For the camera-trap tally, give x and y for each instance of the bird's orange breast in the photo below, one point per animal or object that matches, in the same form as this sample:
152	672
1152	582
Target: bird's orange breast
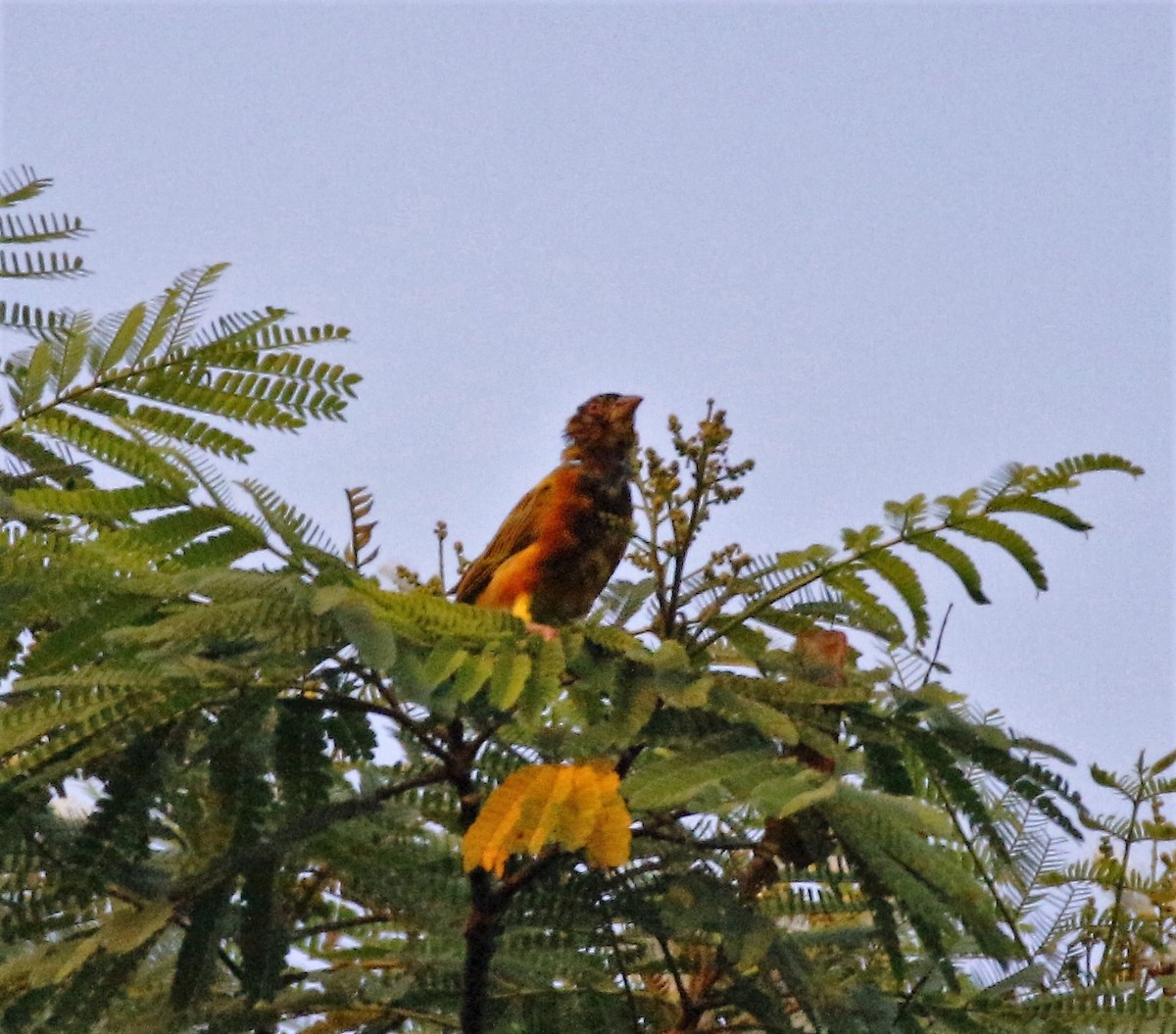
581	530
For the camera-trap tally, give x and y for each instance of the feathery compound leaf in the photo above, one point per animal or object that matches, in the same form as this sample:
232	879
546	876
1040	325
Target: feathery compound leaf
122	339
40	265
956	558
1065	474
132	458
905	581
1011	542
40	228
22	185
1041	507
47	322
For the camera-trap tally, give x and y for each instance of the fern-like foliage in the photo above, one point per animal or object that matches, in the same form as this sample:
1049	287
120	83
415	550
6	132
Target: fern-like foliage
286	758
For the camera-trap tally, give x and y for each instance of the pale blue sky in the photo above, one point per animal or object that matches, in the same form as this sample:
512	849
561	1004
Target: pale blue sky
901	244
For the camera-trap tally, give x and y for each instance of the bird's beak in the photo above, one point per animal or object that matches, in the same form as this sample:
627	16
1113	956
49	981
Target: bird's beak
627	405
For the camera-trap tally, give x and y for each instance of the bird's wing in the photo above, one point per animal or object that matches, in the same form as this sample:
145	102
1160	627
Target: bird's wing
521	527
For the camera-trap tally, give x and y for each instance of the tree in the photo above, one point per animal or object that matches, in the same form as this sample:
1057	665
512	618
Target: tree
698	810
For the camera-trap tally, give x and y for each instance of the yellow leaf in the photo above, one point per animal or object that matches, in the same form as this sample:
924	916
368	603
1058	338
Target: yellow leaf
570	806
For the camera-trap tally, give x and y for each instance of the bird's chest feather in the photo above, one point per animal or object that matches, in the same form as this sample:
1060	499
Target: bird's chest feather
581	542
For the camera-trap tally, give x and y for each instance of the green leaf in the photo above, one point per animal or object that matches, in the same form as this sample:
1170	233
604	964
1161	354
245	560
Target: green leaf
956	559
511	671
767	718
905	581
123	338
1011	542
1041	507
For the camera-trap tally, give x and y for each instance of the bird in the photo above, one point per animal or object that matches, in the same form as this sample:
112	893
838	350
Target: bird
560	545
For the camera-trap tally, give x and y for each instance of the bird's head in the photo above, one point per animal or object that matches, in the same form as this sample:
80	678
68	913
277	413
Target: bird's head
603	428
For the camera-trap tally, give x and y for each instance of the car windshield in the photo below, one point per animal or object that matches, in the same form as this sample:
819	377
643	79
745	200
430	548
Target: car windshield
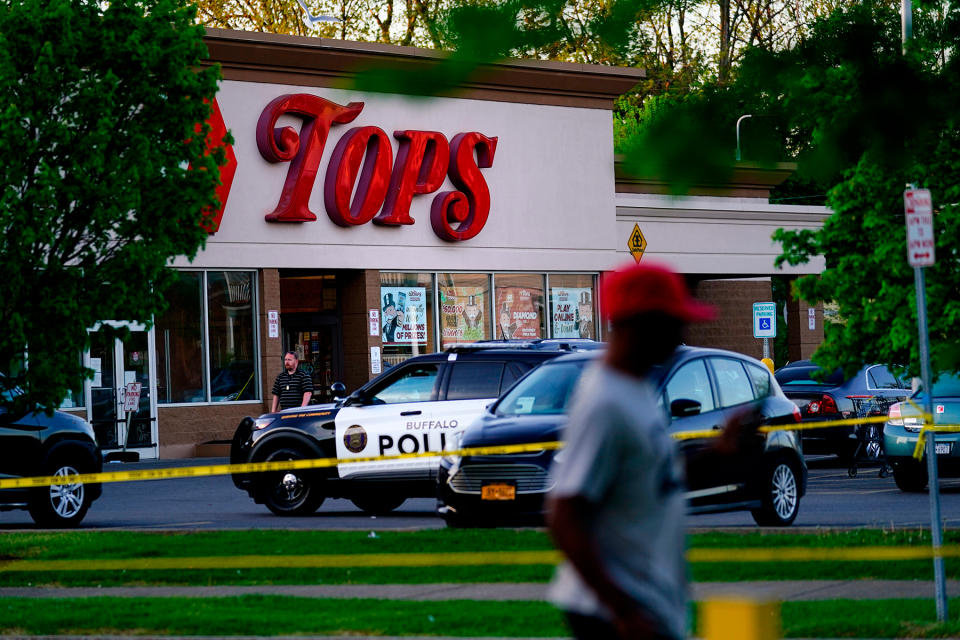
9	394
545	391
791	376
948	384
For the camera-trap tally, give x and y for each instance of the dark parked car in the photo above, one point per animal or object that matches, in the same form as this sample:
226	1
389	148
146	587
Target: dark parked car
418	405
36	444
902	429
823	398
699	387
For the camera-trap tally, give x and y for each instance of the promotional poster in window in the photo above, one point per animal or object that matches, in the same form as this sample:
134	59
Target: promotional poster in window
518	313
572	312
462	317
404	315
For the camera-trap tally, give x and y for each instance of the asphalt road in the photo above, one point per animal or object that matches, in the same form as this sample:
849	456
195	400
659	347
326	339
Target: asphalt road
833	500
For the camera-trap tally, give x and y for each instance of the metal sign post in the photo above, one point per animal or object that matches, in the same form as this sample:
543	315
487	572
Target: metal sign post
918	209
765	323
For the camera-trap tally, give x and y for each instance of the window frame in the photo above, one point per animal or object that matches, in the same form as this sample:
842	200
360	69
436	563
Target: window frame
205	347
711	381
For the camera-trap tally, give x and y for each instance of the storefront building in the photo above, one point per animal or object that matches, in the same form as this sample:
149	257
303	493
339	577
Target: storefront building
360	229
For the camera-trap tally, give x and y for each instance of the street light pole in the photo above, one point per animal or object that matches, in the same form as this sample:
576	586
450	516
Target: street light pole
744	117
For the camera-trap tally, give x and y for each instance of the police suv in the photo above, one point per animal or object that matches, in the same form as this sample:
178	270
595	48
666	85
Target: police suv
419	405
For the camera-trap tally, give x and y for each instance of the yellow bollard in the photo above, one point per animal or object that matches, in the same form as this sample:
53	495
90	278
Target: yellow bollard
739	619
769	363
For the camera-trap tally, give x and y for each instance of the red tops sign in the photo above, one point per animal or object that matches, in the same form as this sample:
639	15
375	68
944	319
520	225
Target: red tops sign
363	157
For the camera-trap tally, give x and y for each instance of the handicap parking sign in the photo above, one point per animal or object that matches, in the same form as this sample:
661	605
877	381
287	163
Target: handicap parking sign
764	320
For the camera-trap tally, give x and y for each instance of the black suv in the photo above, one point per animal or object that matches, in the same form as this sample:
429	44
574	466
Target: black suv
36	444
416	406
699	388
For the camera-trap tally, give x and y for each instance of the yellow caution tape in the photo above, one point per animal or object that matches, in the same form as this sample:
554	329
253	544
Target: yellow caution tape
936	428
323	463
258	467
332	561
467	558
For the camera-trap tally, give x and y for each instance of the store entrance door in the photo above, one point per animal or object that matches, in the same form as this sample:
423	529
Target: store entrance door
122	434
315	338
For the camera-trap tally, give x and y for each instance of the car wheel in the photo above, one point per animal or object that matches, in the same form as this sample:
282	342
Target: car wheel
295	492
378	504
911	477
780	495
61	505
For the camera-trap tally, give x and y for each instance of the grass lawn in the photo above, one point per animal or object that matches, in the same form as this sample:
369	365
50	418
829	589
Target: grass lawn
276	615
92	546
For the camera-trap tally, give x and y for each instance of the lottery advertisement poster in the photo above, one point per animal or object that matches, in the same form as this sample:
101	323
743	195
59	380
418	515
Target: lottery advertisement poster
463	314
571	310
403	315
518	316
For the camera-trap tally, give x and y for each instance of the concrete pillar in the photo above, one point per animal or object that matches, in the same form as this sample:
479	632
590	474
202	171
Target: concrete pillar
359	292
804	327
271	349
732	329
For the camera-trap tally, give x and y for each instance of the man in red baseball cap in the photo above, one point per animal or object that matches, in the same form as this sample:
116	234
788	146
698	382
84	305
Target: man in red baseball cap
617	507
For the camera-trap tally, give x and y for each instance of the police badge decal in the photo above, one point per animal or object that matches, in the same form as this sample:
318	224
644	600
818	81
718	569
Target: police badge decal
355	438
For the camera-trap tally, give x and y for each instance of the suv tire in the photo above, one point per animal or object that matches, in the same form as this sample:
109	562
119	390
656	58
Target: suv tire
61	505
910	476
291	493
780	494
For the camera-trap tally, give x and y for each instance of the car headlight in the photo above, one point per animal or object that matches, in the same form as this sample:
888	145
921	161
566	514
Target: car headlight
559	453
262	423
451	458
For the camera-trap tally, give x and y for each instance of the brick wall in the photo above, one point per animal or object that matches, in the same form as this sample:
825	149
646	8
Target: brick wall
360	292
733	327
182	428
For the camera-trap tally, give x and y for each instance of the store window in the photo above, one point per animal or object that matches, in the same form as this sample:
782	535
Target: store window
518	300
230	320
465	314
406	315
181	376
573	306
213	365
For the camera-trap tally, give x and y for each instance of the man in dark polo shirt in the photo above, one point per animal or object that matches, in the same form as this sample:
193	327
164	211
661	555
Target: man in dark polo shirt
293	387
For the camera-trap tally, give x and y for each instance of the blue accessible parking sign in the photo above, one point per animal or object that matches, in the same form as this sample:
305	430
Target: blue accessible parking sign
764	320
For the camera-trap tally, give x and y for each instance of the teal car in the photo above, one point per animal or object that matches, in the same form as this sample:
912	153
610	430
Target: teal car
902	429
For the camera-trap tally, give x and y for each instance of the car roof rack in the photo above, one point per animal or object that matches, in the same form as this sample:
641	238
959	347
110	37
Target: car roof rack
537	344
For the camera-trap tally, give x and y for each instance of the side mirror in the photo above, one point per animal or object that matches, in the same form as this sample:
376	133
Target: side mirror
357	398
684	408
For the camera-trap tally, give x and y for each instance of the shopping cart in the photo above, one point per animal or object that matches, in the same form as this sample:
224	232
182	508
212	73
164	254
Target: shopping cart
869	449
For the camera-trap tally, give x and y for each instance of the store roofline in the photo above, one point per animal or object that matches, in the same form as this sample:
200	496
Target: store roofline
746	180
320	62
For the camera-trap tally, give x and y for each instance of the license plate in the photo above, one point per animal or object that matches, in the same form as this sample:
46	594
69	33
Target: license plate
498	491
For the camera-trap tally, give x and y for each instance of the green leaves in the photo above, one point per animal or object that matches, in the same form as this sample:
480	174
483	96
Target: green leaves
104	98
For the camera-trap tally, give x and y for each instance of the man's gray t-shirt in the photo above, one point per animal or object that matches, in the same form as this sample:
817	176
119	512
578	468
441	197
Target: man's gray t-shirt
620	458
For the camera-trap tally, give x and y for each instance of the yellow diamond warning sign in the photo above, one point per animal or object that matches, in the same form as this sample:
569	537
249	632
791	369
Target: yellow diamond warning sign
637	243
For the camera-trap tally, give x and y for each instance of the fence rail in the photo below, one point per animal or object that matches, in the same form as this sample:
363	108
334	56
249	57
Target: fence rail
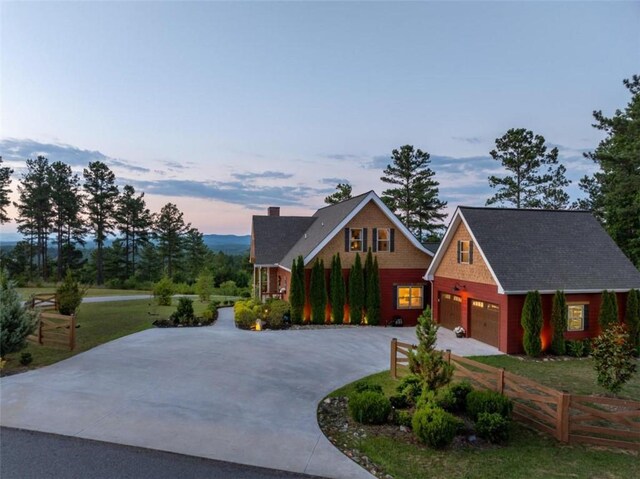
569	418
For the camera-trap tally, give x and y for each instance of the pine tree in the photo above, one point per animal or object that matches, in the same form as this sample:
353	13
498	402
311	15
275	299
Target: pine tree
356	291
318	293
532	324
337	290
102	194
5	191
297	293
415	197
559	318
608	310
373	295
632	319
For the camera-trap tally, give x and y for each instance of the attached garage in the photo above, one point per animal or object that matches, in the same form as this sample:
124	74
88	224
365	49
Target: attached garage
484	324
450	310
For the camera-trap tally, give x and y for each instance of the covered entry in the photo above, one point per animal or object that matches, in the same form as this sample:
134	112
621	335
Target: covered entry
484	322
450	310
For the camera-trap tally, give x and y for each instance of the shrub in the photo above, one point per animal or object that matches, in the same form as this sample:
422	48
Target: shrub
25	359
489	402
183	315
163	290
69	295
426	362
435	427
493	427
531	321
558	323
369	407
608	310
402	418
613	358
16	321
410	387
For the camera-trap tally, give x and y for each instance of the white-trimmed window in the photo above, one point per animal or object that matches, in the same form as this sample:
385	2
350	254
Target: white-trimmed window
410	296
383	239
576	317
355	239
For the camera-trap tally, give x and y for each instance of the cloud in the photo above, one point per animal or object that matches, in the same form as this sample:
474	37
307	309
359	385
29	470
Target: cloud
13	149
272	175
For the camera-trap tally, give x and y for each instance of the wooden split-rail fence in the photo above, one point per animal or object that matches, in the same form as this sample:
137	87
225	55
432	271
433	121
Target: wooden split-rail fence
568	417
53	329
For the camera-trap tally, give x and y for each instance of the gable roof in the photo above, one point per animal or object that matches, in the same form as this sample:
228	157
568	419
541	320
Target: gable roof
321	228
544	250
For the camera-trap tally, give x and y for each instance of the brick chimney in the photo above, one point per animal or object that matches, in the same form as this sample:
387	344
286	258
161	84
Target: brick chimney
273	211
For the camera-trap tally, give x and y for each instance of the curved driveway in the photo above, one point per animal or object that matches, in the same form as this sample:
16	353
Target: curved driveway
215	392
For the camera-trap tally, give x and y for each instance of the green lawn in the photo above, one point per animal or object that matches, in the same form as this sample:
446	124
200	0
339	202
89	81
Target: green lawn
100	323
529	454
573	375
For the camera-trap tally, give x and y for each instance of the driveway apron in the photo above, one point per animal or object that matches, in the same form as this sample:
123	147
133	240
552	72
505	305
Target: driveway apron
215	392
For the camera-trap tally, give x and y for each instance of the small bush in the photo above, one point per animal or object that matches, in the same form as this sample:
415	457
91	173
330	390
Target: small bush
369	407
493	427
613	358
25	359
435	427
183	315
163	290
489	402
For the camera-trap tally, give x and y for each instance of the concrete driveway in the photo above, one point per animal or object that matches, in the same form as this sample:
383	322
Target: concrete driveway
215	392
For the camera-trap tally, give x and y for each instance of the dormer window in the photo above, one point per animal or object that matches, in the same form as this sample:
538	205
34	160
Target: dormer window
465	252
355	239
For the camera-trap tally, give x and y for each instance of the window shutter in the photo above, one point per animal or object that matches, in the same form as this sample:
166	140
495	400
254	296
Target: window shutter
586	317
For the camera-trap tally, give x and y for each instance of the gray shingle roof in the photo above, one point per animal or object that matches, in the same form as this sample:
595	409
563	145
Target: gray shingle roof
274	236
549	250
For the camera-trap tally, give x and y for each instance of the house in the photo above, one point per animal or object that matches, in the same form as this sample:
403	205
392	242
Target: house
349	228
491	257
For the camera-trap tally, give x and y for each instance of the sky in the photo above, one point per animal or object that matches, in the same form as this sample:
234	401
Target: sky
225	108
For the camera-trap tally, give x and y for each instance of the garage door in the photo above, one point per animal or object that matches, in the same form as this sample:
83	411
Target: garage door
450	310
485	322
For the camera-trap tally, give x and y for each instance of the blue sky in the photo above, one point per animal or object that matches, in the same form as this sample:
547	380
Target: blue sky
226	108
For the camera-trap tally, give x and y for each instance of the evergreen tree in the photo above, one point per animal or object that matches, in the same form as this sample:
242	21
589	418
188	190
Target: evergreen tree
102	194
608	310
524	155
415	197
297	294
613	191
632	319
532	324
559	318
356	291
373	295
318	293
5	191
337	290
343	193
169	230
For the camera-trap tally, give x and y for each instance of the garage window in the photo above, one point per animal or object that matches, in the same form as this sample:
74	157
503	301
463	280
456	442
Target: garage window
410	297
577	317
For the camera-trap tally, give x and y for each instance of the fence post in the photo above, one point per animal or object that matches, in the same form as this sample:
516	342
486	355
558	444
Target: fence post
562	424
500	382
394	347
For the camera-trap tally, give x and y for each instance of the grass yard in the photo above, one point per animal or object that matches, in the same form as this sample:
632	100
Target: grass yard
528	454
573	375
99	323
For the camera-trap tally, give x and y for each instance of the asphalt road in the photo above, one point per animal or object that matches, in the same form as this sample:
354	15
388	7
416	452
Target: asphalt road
36	455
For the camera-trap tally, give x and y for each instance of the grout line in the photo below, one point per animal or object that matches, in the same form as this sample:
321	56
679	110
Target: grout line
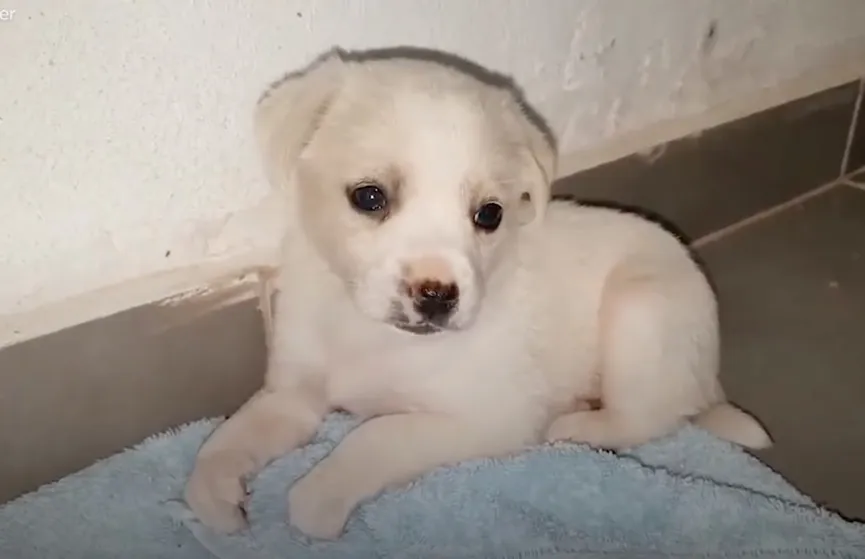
716	235
853	184
851	132
265	306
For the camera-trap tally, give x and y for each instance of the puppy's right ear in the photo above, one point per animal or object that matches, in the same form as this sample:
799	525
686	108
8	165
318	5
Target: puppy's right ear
289	114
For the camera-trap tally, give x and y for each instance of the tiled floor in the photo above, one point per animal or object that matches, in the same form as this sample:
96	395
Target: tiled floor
792	294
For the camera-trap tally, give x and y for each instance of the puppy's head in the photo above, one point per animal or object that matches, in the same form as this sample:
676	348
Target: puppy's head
412	181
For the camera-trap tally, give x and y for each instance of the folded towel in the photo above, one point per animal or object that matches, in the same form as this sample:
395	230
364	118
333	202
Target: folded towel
689	495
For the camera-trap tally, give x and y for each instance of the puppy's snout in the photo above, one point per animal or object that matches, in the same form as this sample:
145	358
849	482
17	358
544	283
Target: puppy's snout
435	301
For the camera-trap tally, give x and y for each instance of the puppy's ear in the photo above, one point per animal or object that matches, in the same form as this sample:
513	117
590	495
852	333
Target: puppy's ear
289	114
542	159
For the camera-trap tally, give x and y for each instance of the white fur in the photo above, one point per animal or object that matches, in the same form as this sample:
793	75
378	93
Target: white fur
561	305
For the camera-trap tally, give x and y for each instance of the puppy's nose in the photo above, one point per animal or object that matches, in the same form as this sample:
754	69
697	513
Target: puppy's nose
435	301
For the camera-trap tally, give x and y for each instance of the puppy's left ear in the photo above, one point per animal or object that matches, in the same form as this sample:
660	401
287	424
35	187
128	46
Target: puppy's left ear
289	114
541	158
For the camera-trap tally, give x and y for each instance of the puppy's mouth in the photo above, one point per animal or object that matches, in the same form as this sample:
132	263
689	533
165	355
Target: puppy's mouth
422	329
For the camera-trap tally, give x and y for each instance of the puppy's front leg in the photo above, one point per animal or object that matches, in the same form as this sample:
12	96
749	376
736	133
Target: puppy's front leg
384	452
271	423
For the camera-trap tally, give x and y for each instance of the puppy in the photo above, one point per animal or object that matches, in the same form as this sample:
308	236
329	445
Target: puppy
429	286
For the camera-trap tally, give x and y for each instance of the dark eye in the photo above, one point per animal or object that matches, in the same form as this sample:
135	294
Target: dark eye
368	198
488	217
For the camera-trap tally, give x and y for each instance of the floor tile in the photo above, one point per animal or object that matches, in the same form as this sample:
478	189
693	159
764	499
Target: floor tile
792	296
734	170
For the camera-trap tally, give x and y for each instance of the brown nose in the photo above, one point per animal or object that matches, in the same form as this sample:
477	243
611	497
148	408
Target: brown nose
435	301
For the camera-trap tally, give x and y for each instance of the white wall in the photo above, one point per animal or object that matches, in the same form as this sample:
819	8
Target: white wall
126	166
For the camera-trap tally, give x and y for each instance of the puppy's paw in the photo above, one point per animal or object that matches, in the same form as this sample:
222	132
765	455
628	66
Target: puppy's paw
318	506
217	496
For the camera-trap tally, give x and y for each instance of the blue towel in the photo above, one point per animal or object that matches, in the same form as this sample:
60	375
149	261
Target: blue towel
689	495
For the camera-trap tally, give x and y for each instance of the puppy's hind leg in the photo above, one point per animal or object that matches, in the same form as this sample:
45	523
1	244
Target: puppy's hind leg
658	348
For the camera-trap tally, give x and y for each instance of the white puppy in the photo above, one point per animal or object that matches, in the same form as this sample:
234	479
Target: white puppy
430	286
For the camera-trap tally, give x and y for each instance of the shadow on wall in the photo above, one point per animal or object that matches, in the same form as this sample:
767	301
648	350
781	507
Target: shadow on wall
443	58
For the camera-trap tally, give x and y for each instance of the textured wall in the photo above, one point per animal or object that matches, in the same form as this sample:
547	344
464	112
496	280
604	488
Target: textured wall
124	126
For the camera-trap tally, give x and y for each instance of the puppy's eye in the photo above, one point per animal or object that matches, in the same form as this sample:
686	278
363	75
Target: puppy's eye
488	217
368	198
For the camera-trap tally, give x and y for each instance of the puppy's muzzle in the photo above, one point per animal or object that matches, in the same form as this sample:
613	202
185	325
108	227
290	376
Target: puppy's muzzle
◆ ◆ ◆ ◆
> Problem description:
Give back the lines of the listing from the one with "of the textured" through the end, both included, exactly as written and with nothing added.

> Solved exercise:
For the camera-trap tally, give x and y for each instance of the textured wall in the photo above, one point per animal or object that matches, in the same form as this sample:
547	344
464	112
496	280
604	488
Target: textured wall
124	126
For the camera-trap tally, give x and y for each instance of the puppy's eye in the photo above, one point per animal or object that matches, in the same form as this sample:
686	278
363	75
Target: puppy's eye
488	217
368	198
For the camera-trap tally, give x and y for each instance of the puppy's muzzle in the photo above, one point per animal or object that matches, in the same form as this sample:
613	202
185	325
108	227
290	376
Target: puppy's muzzle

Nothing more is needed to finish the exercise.